▶ **Prompt**:
Carry on the passage about XPR1 and fetal liver macrophage development, picking up after its final sentence.

▶ **Given text**:

--------------------------------

Id3 is a lineage-determining transcription factor for KCs, and its absence leads to partial loss of these cells (Mass et al., 2016). In Vav1^iCreXpr1^fl/fl livers, we noted the loss of an Id3-expressing population that is likely an FL macrophage precursor. Although Id3 was expressed at high levels in the alternate Mo/Macs, this population failed to develop into true FL macrophages, suggesting that other factors in addition to Id3 drive the transcriptional KC program. Similarly, Maf, a transcription factor critical for terminal macrophage differentiation (Sakai et al., 2019), and expression of EBI-Mac genes (including Vcam1, Mrc1, Csf1r, and Sell) (Kusakabe et al., 2011), was highly expressed in the alternate Mo/Macs. Yet, we found no expression of these EBI signature genes in Maf-expressing alternate Mo/Macs, suggesting that XPR1 is a non-redundant factor for the FL macrophage/KC-specific transcriptional program. Furthermore, the alternate Mo/Macs lacking Xpr1 displayed a type I IFN-responsive gene signature. Whether these macrophages themselves produce type I IFNs, similar to Dnase2^−/− macrophages in the FL, which fail to degrade pyrenocyte DNA (Yoshida et al., 2004), remains to be shown.

--------------------------------

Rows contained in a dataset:

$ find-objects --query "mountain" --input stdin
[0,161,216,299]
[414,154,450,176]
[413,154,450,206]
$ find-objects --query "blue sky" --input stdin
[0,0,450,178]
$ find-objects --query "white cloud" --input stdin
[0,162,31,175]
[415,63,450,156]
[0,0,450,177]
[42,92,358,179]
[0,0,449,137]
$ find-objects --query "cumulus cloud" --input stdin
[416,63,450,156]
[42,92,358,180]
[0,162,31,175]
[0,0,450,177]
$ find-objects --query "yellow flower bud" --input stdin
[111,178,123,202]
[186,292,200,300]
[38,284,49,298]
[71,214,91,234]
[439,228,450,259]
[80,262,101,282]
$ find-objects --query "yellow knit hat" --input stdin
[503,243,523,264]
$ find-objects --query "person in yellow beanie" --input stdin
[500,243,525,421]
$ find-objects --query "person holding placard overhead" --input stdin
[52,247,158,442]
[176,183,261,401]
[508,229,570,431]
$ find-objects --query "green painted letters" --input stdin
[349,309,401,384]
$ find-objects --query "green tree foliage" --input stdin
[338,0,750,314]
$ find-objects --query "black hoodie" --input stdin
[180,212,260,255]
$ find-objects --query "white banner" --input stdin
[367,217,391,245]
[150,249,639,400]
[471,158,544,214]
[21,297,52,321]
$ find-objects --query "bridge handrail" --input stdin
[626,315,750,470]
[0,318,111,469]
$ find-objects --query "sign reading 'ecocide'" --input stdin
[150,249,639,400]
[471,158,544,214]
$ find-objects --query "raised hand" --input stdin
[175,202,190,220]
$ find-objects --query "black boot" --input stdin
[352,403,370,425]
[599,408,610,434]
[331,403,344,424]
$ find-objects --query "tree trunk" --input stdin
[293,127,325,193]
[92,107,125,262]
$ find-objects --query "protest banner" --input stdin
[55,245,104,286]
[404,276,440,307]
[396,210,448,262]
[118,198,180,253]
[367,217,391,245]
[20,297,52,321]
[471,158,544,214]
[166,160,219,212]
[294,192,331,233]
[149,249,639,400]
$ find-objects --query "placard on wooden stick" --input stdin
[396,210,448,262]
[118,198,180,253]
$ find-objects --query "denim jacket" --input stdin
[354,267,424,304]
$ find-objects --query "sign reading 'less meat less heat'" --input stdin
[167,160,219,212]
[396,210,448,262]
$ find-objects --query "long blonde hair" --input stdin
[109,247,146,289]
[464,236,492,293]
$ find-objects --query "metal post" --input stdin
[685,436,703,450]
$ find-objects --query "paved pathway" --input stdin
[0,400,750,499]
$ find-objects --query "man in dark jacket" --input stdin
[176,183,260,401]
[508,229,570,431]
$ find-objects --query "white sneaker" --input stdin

--------------------------------

▶ **Result for this exercise**:
We observed that deletion of Xpr1 in CD206-expressing KCs resulted in a macrophage population that was heterogenous for Tim4 in both embryos and adults. Tim4 is an apoptotic receptor for “eat-me” signals, is expressed early during FL macrophage/KC development, and is among the top KC markers. It was previously shown that, following the depletion of KCs, infiltrating monocytes quickly upregulate KC signature genes such as Clec4f, Nr1h3, Id3, and Spic; however, Timd4/Tim4 levels on repopulating macrophages did not reach pre-depletion levels even after 1 mo (Bonnardel et al., 2019; Sakai et al., 2019; Scott et al., 2016). This suggests that Tim4⁻ liver macrophages are monocyte-derived and/or immature KCs. Indeed, KC-specific deletion of Nr1h3, which encodes the nuclear cholesterol receptor and KC lineage-determining transcription factor Liver X receptor α (Sakai et al., 2019; Scott et al., 2018), led to a similar phenotype of Tim4⁺ and Tim4⁻ KCs. In contrast to our Mrc1^CreXpr1^fl/fl model, however, deletion of Nr1h3 in Clec4f-expressing KCs did not lead to reduced KC numbers in the liver (Sakai et al., 2019). Our data therefore indicate that XPR1 is required for the survival and homeostasis of fetal macrophages/KCs and that, in its absence, monocytes fail to fully develop into bona fide KCs.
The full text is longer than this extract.